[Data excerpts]
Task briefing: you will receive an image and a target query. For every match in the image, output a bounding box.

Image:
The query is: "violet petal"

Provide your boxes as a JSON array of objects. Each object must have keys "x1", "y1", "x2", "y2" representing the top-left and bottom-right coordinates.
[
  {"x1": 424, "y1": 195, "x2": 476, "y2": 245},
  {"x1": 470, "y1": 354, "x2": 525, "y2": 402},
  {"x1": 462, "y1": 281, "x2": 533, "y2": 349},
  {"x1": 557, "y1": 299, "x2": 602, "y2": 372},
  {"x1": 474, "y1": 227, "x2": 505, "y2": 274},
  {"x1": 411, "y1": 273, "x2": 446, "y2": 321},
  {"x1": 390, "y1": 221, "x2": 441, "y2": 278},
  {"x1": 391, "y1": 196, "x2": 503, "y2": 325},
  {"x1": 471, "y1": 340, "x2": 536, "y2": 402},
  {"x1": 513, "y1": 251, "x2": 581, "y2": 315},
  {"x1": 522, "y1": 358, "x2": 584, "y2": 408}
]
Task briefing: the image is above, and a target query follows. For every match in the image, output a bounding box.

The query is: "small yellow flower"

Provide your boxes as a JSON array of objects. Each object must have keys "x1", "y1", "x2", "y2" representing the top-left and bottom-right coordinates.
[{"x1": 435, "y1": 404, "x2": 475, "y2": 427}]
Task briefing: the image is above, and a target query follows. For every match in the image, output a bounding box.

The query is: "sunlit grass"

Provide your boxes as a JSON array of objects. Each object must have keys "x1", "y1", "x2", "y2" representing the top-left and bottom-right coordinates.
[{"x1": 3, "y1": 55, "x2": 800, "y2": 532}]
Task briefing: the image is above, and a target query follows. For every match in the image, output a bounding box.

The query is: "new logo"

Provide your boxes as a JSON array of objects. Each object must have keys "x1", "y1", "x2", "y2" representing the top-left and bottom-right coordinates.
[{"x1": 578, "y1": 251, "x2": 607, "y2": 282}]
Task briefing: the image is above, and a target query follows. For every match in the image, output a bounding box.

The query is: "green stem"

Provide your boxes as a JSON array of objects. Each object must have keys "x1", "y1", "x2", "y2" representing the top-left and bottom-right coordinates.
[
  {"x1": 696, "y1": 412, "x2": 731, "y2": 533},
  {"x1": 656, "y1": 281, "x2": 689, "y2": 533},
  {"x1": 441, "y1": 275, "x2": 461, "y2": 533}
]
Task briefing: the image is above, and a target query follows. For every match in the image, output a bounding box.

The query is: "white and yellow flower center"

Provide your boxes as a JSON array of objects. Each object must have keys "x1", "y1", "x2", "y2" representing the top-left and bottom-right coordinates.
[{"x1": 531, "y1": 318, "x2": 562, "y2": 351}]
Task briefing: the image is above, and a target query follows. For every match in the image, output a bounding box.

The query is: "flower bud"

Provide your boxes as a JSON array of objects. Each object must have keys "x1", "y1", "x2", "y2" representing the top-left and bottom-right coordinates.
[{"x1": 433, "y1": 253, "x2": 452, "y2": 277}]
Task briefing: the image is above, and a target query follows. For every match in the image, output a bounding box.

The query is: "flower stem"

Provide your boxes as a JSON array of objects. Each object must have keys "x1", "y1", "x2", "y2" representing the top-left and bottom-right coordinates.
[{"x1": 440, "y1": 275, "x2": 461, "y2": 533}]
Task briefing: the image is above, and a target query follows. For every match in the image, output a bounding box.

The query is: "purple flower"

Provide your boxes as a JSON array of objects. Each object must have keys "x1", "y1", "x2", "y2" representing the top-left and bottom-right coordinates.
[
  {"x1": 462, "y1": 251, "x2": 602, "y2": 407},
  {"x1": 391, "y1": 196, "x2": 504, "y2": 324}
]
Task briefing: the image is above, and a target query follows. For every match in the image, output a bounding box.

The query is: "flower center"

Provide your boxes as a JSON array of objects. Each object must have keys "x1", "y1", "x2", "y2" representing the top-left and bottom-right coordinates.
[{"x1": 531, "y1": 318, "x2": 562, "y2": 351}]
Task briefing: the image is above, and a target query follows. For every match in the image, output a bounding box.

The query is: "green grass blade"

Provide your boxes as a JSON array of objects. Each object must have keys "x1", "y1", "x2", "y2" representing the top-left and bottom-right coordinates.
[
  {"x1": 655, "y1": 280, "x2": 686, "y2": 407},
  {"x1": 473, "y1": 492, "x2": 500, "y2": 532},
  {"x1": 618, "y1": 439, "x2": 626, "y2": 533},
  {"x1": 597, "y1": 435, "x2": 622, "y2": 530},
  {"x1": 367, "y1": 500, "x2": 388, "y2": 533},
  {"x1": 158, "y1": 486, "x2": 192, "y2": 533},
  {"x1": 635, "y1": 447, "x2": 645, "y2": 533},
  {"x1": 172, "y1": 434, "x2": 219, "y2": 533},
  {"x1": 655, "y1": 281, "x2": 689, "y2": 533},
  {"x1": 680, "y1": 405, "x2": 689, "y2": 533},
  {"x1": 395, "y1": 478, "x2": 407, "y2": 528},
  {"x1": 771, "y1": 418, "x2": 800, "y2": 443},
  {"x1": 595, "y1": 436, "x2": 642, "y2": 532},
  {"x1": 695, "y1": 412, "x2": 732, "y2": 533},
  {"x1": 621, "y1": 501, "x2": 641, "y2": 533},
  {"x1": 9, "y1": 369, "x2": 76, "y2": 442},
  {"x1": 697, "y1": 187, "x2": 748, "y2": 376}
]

◆ **HOW TO COMPLETE THIS TASK**: So that nothing differs from the original, transcribe all of the records above.

◆ **ANSWER AREA**:
Task briefing: you will receive an image and a target query. For every match in the image, output a bounding box.

Image:
The query is: "violet petal"

Provide your boxes as a JSON array of objects. Each object must have keys "x1", "y1", "x2", "y2" representing the top-left and bottom-right coordinates.
[
  {"x1": 424, "y1": 195, "x2": 476, "y2": 245},
  {"x1": 470, "y1": 354, "x2": 525, "y2": 402},
  {"x1": 462, "y1": 281, "x2": 533, "y2": 349},
  {"x1": 557, "y1": 299, "x2": 602, "y2": 372},
  {"x1": 474, "y1": 227, "x2": 505, "y2": 274},
  {"x1": 411, "y1": 273, "x2": 446, "y2": 321},
  {"x1": 390, "y1": 221, "x2": 441, "y2": 278},
  {"x1": 391, "y1": 196, "x2": 503, "y2": 325},
  {"x1": 471, "y1": 340, "x2": 536, "y2": 402},
  {"x1": 513, "y1": 251, "x2": 581, "y2": 315},
  {"x1": 522, "y1": 358, "x2": 584, "y2": 408}
]
Task briefing: the image is above, and a target query follows. For every match in the image, output a bounding box.

The query is: "small yellow flower"

Provide your boxes as a JSON array of objects. Each object must have keys "x1", "y1", "x2", "y2" representing the top-left and bottom-right coordinates.
[{"x1": 435, "y1": 404, "x2": 475, "y2": 427}]
Task briefing: the image is above, and a target query follows. For every match in the image, output a bounding box.

The query is: "sunlit grass"

Provide your boxes as a JSON array of objects. Each object must have keys "x1", "y1", "x2", "y2" representing the top-left and bottom-right coordinates.
[{"x1": 3, "y1": 55, "x2": 800, "y2": 532}]
Task briefing: the image is above, and a target query follows. For every match in the image, output a bounding box.

The query is: "new logo"

Provide your boxes as a JSON array of objects. Each object must have keys "x1", "y1", "x2", "y2" representing the top-left and bottom-right coordinates.
[{"x1": 578, "y1": 251, "x2": 607, "y2": 282}]
Task briefing: the image is above, and a target query follows. For every match in the image, output a bounding box.

The query is: "green stem"

Provide your boxes as a JSON array of objects. Each object must have keys "x1", "y1", "x2", "y2" representing the top-left and bottom-right coordinates.
[
  {"x1": 696, "y1": 412, "x2": 731, "y2": 533},
  {"x1": 656, "y1": 281, "x2": 689, "y2": 533},
  {"x1": 441, "y1": 275, "x2": 461, "y2": 533}
]
Task briefing: the image is above, and a target query follows. For every match in the image, output a bounding box.

The query is: "white and yellow flower center"

Provide your boxes as a JSON array of objects. Each object must have keys "x1", "y1", "x2", "y2" representing the top-left and bottom-right coordinates.
[{"x1": 531, "y1": 318, "x2": 562, "y2": 351}]
Task briefing: the image is above, and a target query follows. For every match in the image, output a bounding box.

The query is: "flower bud"

Provide your boxes as a JSON array of objects. Each object must have keys "x1", "y1", "x2", "y2" representing the top-left and bottom-right coordinates.
[{"x1": 433, "y1": 253, "x2": 452, "y2": 277}]
Task briefing: the image is above, and a target query follows. For every match in the image, output a bounding box.

The query is: "flower stem"

Provide your boxes as a JSON array of objects. Each object must have keys "x1", "y1", "x2", "y2" representing the top-left and bottom-right coordinates.
[{"x1": 440, "y1": 275, "x2": 461, "y2": 533}]
Task briefing: the image is above, and a target query follows. For every match in the image, output a bounding box.

The query is: "purple flower"

Provide your boxes as a JSON array of objects. Each object must have keys "x1", "y1", "x2", "y2" representing the top-left and bottom-right coordinates.
[
  {"x1": 462, "y1": 251, "x2": 602, "y2": 407},
  {"x1": 391, "y1": 196, "x2": 504, "y2": 324}
]
Task briefing: the image is above, and a target query follows. For every match in the image, output a bounding box.

The query is: "flower center"

Provide your boxes as a JSON array of objects. Each object must have keys "x1", "y1", "x2", "y2" representing the top-left and bottom-right coordinates.
[{"x1": 531, "y1": 318, "x2": 562, "y2": 351}]
Task briefing: the image is above, and a target query follows. For every match in the image, output a bounding box.

The query is: "green grass blade"

Provide your boxes as a JSON array of objects. Each object must have keys "x1", "y1", "x2", "y2" representing the top-left and bottom-right coordinates.
[
  {"x1": 655, "y1": 280, "x2": 686, "y2": 407},
  {"x1": 473, "y1": 492, "x2": 500, "y2": 532},
  {"x1": 618, "y1": 439, "x2": 626, "y2": 533},
  {"x1": 597, "y1": 435, "x2": 622, "y2": 530},
  {"x1": 367, "y1": 500, "x2": 388, "y2": 533},
  {"x1": 158, "y1": 486, "x2": 192, "y2": 533},
  {"x1": 635, "y1": 447, "x2": 645, "y2": 533},
  {"x1": 172, "y1": 434, "x2": 219, "y2": 533},
  {"x1": 655, "y1": 281, "x2": 689, "y2": 533},
  {"x1": 680, "y1": 405, "x2": 689, "y2": 533},
  {"x1": 395, "y1": 478, "x2": 407, "y2": 528},
  {"x1": 771, "y1": 418, "x2": 800, "y2": 443},
  {"x1": 595, "y1": 436, "x2": 642, "y2": 532},
  {"x1": 695, "y1": 412, "x2": 732, "y2": 533},
  {"x1": 621, "y1": 501, "x2": 641, "y2": 533},
  {"x1": 9, "y1": 369, "x2": 76, "y2": 442},
  {"x1": 697, "y1": 187, "x2": 748, "y2": 376}
]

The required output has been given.